### TO DO
Please put the material from its first line through the line containing "xmin=568 ymin=309 xmax=588 ymax=318" into a JSON list of strings, one string per line, with both of those lines included and blank lines left out.

[Stored data entries]
————
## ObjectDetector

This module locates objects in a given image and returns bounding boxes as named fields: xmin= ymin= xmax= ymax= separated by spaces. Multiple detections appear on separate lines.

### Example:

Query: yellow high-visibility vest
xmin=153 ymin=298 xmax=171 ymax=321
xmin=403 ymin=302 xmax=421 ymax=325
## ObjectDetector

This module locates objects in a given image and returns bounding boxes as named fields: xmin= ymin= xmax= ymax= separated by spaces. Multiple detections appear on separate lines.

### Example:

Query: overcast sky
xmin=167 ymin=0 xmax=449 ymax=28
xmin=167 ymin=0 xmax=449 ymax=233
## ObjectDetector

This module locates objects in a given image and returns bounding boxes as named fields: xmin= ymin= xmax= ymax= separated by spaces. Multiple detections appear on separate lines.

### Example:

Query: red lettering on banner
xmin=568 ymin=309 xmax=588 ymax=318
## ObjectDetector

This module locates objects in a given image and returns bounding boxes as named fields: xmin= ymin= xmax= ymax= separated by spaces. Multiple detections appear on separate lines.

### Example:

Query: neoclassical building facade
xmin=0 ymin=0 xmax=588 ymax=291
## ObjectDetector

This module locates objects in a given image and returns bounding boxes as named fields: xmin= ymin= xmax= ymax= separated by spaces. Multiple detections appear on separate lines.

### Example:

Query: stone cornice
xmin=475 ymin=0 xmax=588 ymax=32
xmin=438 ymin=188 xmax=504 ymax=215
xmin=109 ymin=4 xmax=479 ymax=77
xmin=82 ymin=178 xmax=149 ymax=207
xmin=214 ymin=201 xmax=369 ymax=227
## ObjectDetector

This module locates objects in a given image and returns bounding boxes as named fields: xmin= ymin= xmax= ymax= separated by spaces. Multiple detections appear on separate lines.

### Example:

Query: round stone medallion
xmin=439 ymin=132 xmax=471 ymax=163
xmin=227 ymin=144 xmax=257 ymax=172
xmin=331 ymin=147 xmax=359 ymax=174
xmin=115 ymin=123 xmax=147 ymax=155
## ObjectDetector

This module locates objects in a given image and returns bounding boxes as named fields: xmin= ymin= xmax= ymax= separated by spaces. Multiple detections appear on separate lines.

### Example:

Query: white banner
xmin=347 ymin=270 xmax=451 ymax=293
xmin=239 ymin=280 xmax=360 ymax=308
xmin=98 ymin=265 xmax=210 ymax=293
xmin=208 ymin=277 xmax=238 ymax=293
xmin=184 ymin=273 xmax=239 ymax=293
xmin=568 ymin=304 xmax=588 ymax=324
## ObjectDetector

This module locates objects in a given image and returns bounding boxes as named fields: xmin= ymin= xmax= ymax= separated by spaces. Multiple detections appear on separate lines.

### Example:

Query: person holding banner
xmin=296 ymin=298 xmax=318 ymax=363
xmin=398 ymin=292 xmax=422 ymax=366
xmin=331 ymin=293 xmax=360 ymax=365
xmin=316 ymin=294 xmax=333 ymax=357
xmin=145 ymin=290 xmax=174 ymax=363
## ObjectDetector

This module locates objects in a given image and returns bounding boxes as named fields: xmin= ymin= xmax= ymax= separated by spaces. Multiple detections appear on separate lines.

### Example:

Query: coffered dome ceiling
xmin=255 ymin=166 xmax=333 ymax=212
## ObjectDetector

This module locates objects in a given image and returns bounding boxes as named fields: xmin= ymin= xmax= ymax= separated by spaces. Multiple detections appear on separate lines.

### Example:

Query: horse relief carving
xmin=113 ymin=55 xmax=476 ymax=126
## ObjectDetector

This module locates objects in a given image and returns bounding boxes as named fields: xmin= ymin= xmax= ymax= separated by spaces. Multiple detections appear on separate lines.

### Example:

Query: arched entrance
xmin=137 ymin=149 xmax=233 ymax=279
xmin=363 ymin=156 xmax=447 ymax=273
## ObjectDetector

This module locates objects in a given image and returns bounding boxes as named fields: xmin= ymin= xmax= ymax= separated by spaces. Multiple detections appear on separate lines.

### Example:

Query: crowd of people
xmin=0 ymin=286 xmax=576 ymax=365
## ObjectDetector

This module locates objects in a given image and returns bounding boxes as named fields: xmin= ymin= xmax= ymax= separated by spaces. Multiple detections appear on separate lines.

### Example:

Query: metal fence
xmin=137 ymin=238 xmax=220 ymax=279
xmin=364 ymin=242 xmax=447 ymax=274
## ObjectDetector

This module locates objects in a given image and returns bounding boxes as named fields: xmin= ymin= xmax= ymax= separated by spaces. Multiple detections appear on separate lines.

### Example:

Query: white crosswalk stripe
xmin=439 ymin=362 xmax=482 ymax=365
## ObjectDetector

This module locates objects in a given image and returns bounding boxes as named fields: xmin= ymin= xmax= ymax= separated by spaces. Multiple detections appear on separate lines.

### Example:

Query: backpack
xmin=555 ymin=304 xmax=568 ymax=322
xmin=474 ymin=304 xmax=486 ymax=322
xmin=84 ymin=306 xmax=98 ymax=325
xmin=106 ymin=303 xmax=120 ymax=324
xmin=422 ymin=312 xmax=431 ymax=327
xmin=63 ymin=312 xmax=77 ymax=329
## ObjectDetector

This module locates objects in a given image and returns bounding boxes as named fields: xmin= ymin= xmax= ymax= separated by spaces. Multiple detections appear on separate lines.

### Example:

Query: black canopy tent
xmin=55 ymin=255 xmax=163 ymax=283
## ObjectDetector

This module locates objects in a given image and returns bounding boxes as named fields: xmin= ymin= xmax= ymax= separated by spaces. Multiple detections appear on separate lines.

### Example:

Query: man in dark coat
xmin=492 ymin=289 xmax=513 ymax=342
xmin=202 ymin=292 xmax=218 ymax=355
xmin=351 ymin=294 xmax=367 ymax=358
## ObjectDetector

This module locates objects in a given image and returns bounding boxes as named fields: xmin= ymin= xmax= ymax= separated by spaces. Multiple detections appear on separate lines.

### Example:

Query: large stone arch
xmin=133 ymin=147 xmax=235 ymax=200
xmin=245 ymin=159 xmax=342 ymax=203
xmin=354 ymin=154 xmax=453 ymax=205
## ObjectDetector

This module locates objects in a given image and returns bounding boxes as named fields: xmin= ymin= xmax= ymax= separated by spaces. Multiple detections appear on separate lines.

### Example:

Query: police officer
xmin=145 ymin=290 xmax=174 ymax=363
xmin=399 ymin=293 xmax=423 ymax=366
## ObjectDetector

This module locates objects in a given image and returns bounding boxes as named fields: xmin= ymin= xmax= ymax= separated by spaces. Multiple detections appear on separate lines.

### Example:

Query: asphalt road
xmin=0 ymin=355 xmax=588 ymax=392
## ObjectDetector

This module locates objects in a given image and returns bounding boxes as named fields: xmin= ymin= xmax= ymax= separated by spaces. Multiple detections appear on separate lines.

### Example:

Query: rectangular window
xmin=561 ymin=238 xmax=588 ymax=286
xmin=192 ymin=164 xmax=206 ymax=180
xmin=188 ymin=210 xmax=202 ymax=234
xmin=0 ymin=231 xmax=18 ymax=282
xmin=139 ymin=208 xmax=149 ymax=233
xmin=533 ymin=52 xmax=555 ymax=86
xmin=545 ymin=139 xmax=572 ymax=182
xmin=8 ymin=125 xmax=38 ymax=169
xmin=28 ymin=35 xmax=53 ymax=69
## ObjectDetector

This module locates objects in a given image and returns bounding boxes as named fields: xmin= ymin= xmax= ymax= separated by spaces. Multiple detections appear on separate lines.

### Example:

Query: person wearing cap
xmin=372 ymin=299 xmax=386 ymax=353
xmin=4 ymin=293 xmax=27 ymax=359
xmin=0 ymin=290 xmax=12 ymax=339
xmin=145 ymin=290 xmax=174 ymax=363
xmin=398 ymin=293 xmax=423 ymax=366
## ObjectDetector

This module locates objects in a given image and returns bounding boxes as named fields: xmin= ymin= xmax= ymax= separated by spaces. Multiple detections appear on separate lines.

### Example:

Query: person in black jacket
————
### OUTPUT BELOW
[
  "## ObjectDetector",
  "This module locates objects in a given image and returns bounding boxes as named fields: xmin= ymin= xmax= ymax= separated by spaces. Multiple detections appear on separate lines.",
  "### Example:",
  "Query: yellow high-visibility vest",
  "xmin=153 ymin=298 xmax=171 ymax=321",
  "xmin=403 ymin=302 xmax=421 ymax=325",
  "## ObjectDetector",
  "This module locates objects in a given image and returns bounding boxes as named fields: xmin= ymin= xmax= ymax= separated by spaces. Multiple detections appear on separate lines.",
  "### Example:",
  "Query: overcast sky",
  "xmin=167 ymin=0 xmax=449 ymax=28",
  "xmin=167 ymin=0 xmax=449 ymax=233",
  "## ObjectDetector",
  "This module locates objects in a given image and returns bounding boxes as named fields: xmin= ymin= xmax= ymax= separated by spaces. Multiple detections appear on separate lines.",
  "### Example:",
  "Query: red lettering on banner",
  "xmin=568 ymin=309 xmax=588 ymax=318"
]